Görev A:
Yargıtay kararı metnine göre şunları yanıtlayın:
(i) Temyize konu hükmü hangi mahkeme vermiştir?
(ii) Bu mahkeme davacının isteği hakkında nasıl bir karar vermiştir?
(iii) Yargıtay kararının tarihi nedir?
Görev B: Yargıtay kararı metnini son cümlesinden sonra aynı hukuki üslupla birkaç cümle sürdürün.

Sağlanan Metin:
● ● ●

Yargıtay Kararı 21. Hukuk Dairesi 2014/5070 E. 2014/14988 K. 26.06.2014 T.

YARGITAY KARARI
DAİRE : 21. Hukuk Dairesi
ESAS NO : 2014/5070
KARAR NO : 2014/14988
KARAR TARİHİ : 26.06.2014

MAHKEMESİ : Bakırköy 15. İş Mahkemesi
TARİHİ : 25/04/2013
NUMARASI : 2012/206-2013/231

Davacı, gerçekleşen zamanaşımı nedeniyle fark prim borcunun iptaline karar verilmesini istemiştir.
Mahkeme, ilamında belirtildiği şekilde, isteğin reddine karar vermiştir.
Hükmün, davalı vekili tarafından temyiz edilmesi üzerine temyiz isteğinin süresinde olduğu anlaşıldıktan ve Tetkik Hakimi tarafından düzenlenen raporla dosyadaki kağıtlar okunduktan sonra işin gereği düşünüldü ve aşağıdaki karar tesbit edildi.

K A R A R

Dava, davacının asgari işçilik araştırmasına dayalı fark prim borcu ve gecikme zammından zamanaşımı hukuksal nedenine dayalı olarak sorumlu olmadığının (olumsuz tespit) tespiti istemine ilişkindir.

● ● ●

Gösterilen Veriler:
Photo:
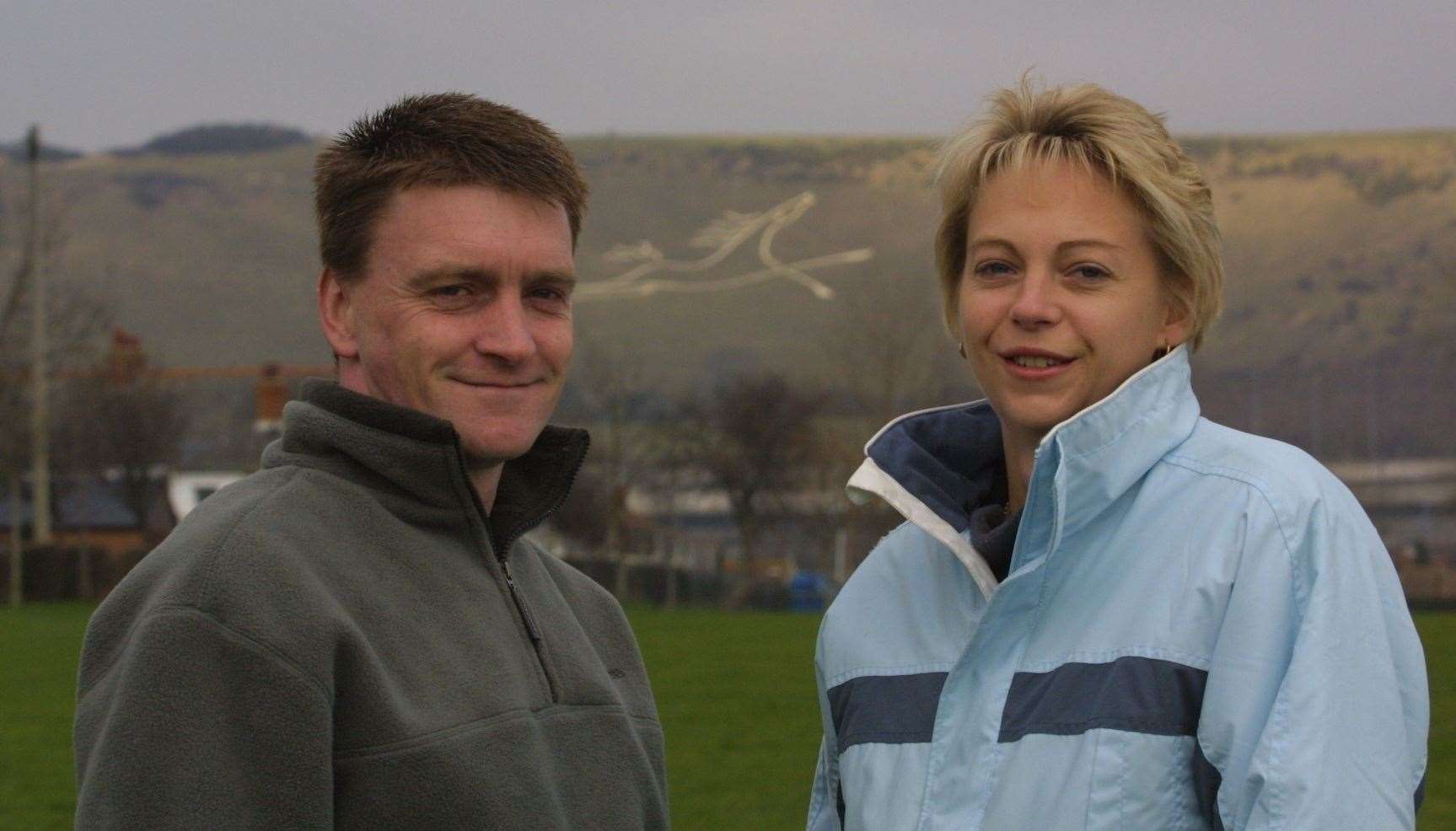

● ● ●

Sonuç A:
(i) Bakırköy 15. İş Mahkemesi
(ii) İsteğin reddine karar vermiştir.
(iii) 26.06.2014

Sonuç B:
Mahkemece, davanın (7) günlük hak düşürücü süre içerisinde açılmadığı gerekçesiyle reddine karar verilmiştir.
Dosyadaki kayıt ve belgelerden, davacıya ait inşaat işyerine ilişkin yapılan araştırma (ön değerlendirme) işlemi sonucunda hesaplanan prim ve gecikme zammının 23.12.2011 tarih ve 23389680 sayılı yazı ile 05.01.2012 tarihinde davacıya tebliğ edildiği, fark işçiliğin 1999/6.aya mal edildiği, davacının 23.01.2012 tarihinde borca itiraz etmesi üzerine Kurumun 24.02.2012 tarih ve 3697316 sayılı yazısı ile dava açılmasının önerildiği (zımnen red) anlaşılmaktadır.
Davacıya gönderilen 23389680 sayılı yazı; 5510 sayılı Kanun’un 85.maddesine (506 sayılı Kanun’un 79) göre Kurumca yapılan araştırma (ön değerlendirme) sonucunda düzenlenen ve eksik bildirilen işçilik tutarı üzerinden hesaplanan prim tutarı, gecikme cezası ve gecikme zammını bildiren bir yazı (borç bildirim yazısı) niteliğindedir.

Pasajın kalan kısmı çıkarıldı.